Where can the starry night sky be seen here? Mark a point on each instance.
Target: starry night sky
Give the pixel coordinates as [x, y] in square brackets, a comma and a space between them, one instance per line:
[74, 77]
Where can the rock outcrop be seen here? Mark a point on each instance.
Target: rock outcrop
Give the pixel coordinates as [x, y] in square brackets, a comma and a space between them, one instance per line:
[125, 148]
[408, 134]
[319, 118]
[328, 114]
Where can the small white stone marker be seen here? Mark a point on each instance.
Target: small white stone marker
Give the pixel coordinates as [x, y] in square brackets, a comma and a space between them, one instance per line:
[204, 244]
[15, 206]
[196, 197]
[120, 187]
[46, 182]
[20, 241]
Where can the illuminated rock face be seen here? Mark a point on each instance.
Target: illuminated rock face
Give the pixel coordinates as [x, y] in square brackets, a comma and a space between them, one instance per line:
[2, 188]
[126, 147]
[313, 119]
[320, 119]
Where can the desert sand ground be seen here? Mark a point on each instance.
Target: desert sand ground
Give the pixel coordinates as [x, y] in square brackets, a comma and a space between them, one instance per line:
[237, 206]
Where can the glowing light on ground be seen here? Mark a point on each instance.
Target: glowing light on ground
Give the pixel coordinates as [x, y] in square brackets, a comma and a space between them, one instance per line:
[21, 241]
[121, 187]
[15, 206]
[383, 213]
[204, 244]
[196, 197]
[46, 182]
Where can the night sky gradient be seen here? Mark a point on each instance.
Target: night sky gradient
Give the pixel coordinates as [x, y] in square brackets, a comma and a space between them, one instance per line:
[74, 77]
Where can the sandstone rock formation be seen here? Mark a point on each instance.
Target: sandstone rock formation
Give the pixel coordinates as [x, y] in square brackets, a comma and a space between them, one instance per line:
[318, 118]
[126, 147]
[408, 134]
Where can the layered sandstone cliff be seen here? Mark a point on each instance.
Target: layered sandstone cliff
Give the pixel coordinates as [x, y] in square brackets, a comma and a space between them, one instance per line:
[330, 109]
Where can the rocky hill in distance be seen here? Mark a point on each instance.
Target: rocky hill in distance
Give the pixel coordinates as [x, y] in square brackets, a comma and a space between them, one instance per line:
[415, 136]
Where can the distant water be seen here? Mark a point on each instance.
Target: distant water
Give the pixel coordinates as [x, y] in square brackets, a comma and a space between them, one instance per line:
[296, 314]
************
CHALLENGE: Reproduce all of the records exactly.

TASK SOLUTION:
Where can the starry night sky be seen here? Mark a point on each instance.
Target: starry night sky
Give the pixel coordinates as [x, y] in square brackets, a comma and a space between them, one instance per line:
[74, 77]
Where can the rock outcrop be seen here? Mark a point on each instance.
Target: rock outcrop
Give the pixel coordinates as [x, y] in square brackets, a comma and a space between them, one instance per line:
[125, 148]
[408, 134]
[319, 118]
[328, 114]
Where can the small white stone marker be seen here? Mark a point on each instance.
Target: small white stone marker
Give the pixel coordinates as [x, y] in square brackets, a comma and a space between them, one instance per line:
[204, 244]
[15, 206]
[196, 197]
[120, 187]
[46, 182]
[20, 241]
Where can the illuminated rock face be seen here? Mark a point on each instance.
Target: illuminated rock face
Give the pixel coordinates as [x, y] in square brackets, a comma and a space between them, one instance per line:
[2, 188]
[126, 147]
[313, 119]
[320, 119]
Where can the desert sand ground be seen here? Mark a point on each instance.
Target: desert sand ground
Give the pixel coordinates as [x, y] in square brackets, a comma and a space between them, one instance per line:
[237, 206]
Where can the glowing light on ground be seen here? Mark a point on each instance.
Target: glowing light on ground
Give the pixel coordinates as [x, y] in square brackets, a comma and a space between them, one instance per line:
[21, 241]
[121, 187]
[15, 206]
[383, 213]
[204, 244]
[196, 197]
[46, 182]
Where can the night sky gradient be seen here? Mark a point on each instance.
Target: night sky gradient
Give the pixel coordinates as [x, y] in square brackets, a comma and a space between them, one instance per line:
[74, 77]
Where can the sandstone rock formation be seen here? Mark a point on each instance.
Target: sandstone rock formation
Give the pixel coordinates as [x, y] in square brackets, a comma and a space between them, one instance per line:
[318, 118]
[126, 147]
[408, 134]
Where can the layered sandstone cliff be seen here? Mark a point on each instance.
Target: layered sandstone cliff
Give the pixel coordinates as [x, y] in square brackets, a comma and a space between them, one instance per line:
[330, 109]
Where can the rocky hill in distance be seen here? Mark a point on each instance.
Target: rocky hill in distance
Give the pixel coordinates as [x, y] in square brackets, a comma and a space between them, one instance per line:
[415, 136]
Where can the distant water be seen here? Mark a point on each instance.
Target: distant water
Give the pixel coordinates as [x, y] in square brackets, a comma and a space between them, one instance per line:
[296, 314]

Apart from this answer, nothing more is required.